**Aufgabe**
Übertrage diesen Satz aus dem Text über die Novelle des Energiesicherungsgesetzes ins Englische: „Auch eine Stilllegung von Gasspeicheranlagen soll dem Entwurf zufolge künftig unter Vorbehalt durch die Bundesnetzagentur stehen.“

**Ausgewählter Auszug**
╭──
Habeck schafft Voraussetzung für Enteignung von Energieunternehmen
Mit einer Novelle des Energiesicherungsgesetzes will Bundeswirtschaftsminister Robert Habeck (Grüne) Deutschland auf den Fall einer schweren Energiekrise vorbereiten. Das berichten die Zeitungen der Funke-Mediengruppe (Mittwochsausgaben). Der Gesetzentwurf sieht demnach unter anderem vor, dass das Bundeswirtschaftsministerium im Krisenfall Unternehmen, die kritische Energie-Infrastruktur betreiben, unter treuhänderische Verwaltung stellen oder im Extremfall sogar enteignen kann.
Die treuhänderische Verwaltung kann durch das Ministerium angeordnet werden, „wenn die konkrete Gefahr besteht, dass ohne eine Treuhandverwaltung das Unternehmen seine dem Funktionieren des Gemeinwesens im Sektor Energie dienenden Aufgaben nicht erfüllen wird und eine Beeinträchtigung der Versorgungssicherheit droht“, heißt es im Gesetzentwurf.
Das Ministerium soll dies für sechs Monate entscheiden können, eine mögliche Verlängerung um weitere sechs Monate ist vorgesehen. Eine Enteignung soll möglich sein, wenn eine Treuhandverwaltung nicht ausreicht, um die Versorgungssicherheit zu garantieren. Diese Option sei allerdings die „ultima ratio“, heißt es in der Begründung des Gesetzentwurfs.
„In Fällen, in denen eine Treuhandverwaltung oder ein anderes milderes Mittel, wie ein alternativer Erwerb nicht geeignet erscheinen, kann eine Enteignung auch unmittelbar erfolgen“, heißt es in der Formulierungshilfe. Auch könne eine Enteignung erfolgen, wenn die Treuhandverwaltung ihren Zweck nur erfüllen könnte, wenn sie auf Dauer angelegt wäre.
Weitere Regulierungen im Krisenfall
Zur Vorbereitung auf den möglichen Fall eines Gas-Lieferstopps aus Russland will das Ministerium eine digitale Plattform einführen, auf der sich große Industrieunternehmen und Gashändler registrieren müssen. Auf Grundlage ihrer Daten soll im Ernstfall entschieden werden, wo Gas eingespart werden kann, und Abschaltungen sollen auch digital umgesetzt werden.
Im „Interesse der Versorgungssicherheit“ soll es im Krisenfall zudem schwieriger werden, Energieverträge zu kündigen. Energieversorgungsunternehmen, die ihre Kunden kündigen wollen, weil diese in wirtschaftlichen Schwierigkeiten sind oder gar insolvent, müssten sich das nach der Novelle von der Bundesnetzagentur genehmigen lassen. Auch eine Stilllegung von Gasspeicheranlagen soll dem Entwurf zufolge künftig unter Vorbehalt durch die Bundesnetzagentur stehen.
╰──
**Datensatz**
╭──
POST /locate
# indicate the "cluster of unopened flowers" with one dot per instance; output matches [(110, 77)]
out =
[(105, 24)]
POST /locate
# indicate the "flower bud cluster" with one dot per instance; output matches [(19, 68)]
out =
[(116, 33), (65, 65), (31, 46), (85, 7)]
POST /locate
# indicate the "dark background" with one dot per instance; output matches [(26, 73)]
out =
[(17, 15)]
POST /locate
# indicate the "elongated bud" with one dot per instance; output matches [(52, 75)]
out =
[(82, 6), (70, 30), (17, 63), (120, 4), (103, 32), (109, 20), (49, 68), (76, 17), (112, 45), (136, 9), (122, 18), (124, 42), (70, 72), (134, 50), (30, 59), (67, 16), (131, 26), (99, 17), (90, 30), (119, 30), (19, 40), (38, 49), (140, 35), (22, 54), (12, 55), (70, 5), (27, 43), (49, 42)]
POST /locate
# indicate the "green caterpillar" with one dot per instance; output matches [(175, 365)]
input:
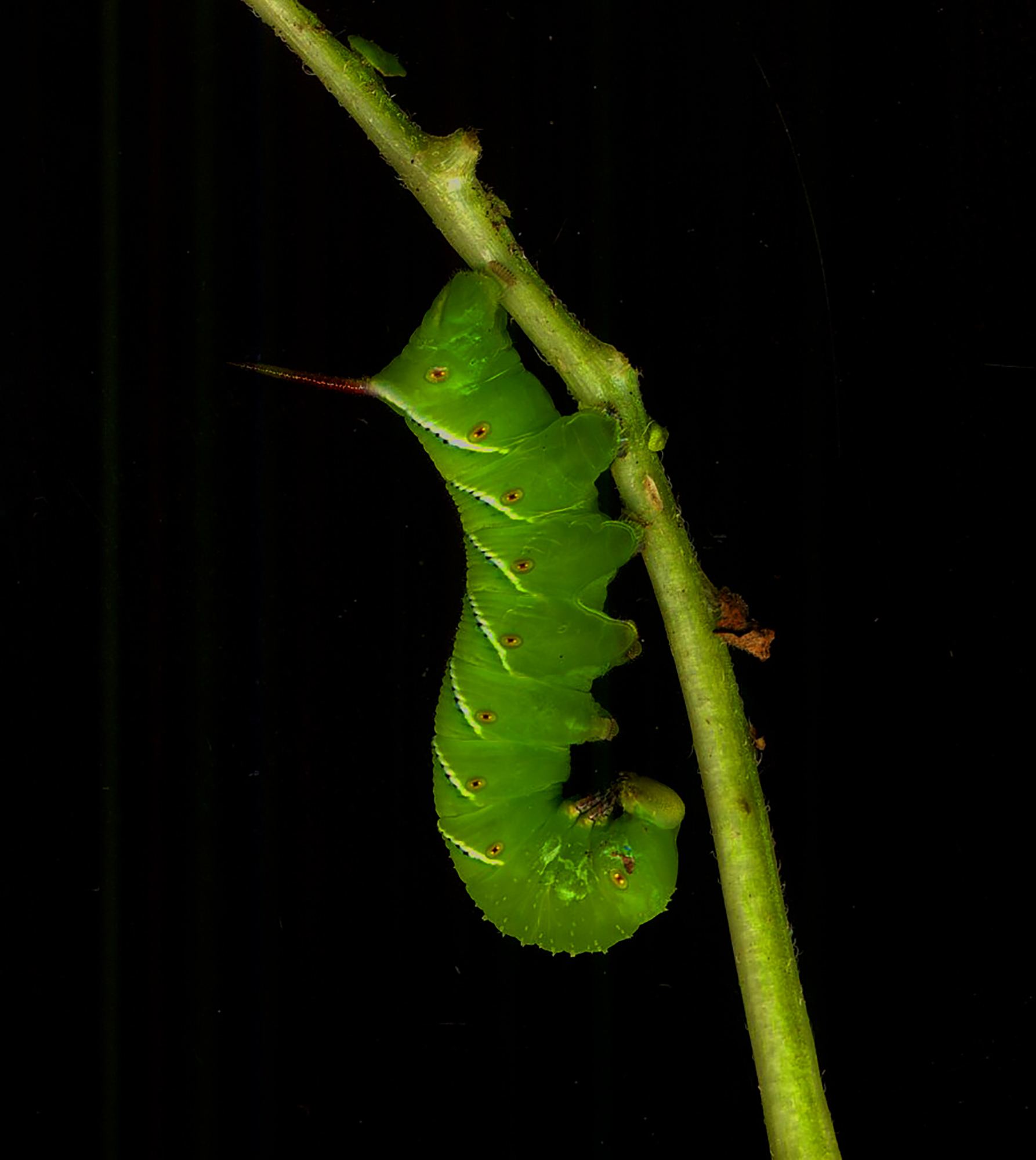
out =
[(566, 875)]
╰──
╭──
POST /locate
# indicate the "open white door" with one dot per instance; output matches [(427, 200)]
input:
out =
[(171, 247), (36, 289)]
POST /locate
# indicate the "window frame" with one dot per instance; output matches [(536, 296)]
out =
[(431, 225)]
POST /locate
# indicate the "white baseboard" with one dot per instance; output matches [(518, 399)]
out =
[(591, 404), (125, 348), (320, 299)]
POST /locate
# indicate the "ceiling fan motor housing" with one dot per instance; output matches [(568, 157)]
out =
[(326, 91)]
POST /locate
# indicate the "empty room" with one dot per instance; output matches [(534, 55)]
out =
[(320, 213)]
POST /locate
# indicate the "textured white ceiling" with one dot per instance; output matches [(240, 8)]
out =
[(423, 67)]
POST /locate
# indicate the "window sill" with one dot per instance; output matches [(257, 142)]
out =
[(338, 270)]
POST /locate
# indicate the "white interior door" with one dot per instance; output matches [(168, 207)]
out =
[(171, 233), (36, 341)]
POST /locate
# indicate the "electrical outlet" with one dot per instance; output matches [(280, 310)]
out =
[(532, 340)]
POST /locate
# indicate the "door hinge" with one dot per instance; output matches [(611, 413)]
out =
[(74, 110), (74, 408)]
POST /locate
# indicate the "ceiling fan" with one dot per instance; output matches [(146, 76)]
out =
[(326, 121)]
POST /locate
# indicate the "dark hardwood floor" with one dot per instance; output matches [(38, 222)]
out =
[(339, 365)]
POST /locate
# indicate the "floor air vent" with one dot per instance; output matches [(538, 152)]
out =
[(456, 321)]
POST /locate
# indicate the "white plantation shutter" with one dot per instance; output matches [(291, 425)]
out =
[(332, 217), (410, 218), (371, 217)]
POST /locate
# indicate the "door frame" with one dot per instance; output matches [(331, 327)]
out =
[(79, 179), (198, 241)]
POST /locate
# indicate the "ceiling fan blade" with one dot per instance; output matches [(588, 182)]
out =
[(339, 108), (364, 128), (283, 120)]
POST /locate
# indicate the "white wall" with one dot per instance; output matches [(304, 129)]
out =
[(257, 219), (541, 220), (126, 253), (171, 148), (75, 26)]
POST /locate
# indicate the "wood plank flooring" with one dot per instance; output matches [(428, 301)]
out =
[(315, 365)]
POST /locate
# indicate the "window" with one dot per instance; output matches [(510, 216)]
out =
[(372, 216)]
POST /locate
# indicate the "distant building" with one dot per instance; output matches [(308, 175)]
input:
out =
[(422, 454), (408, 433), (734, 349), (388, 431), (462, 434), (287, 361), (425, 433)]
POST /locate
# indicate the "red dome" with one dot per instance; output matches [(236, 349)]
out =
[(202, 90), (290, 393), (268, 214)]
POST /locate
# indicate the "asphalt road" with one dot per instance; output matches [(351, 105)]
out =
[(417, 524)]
╰──
╭──
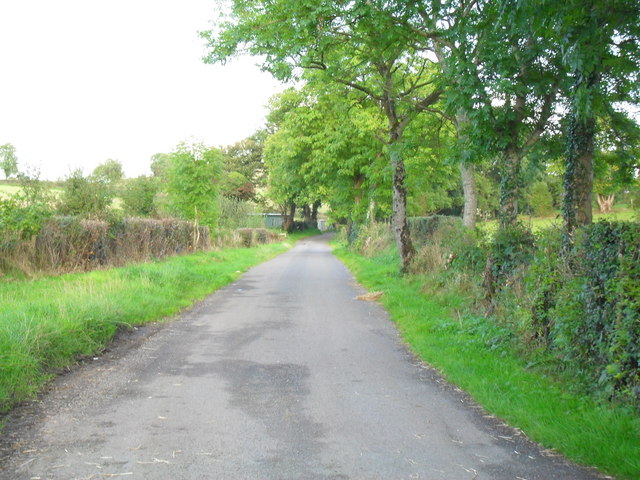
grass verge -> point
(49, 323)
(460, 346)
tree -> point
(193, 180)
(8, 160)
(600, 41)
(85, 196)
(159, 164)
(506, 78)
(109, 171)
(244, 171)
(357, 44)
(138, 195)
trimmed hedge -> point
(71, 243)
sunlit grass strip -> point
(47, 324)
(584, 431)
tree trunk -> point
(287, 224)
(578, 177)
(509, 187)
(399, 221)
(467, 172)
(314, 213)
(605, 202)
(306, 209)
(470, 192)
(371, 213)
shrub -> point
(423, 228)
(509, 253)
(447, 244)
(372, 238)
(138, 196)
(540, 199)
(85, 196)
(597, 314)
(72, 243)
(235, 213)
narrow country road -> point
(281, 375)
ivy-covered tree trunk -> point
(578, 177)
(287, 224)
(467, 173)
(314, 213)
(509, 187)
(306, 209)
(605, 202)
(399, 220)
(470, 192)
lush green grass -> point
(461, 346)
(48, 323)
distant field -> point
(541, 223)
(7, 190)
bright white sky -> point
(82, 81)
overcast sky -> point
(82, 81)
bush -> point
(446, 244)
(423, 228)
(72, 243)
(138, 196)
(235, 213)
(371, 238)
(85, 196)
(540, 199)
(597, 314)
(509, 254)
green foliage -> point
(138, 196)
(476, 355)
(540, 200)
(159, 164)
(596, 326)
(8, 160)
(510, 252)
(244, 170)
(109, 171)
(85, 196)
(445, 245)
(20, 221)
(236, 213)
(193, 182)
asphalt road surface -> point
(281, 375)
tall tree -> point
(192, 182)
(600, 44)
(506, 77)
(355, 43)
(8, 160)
╰──
**Lösung**
According to the draft, the decommissioning of gas storage facilities is also to be subject to approval by the Federal Network Agency in the future.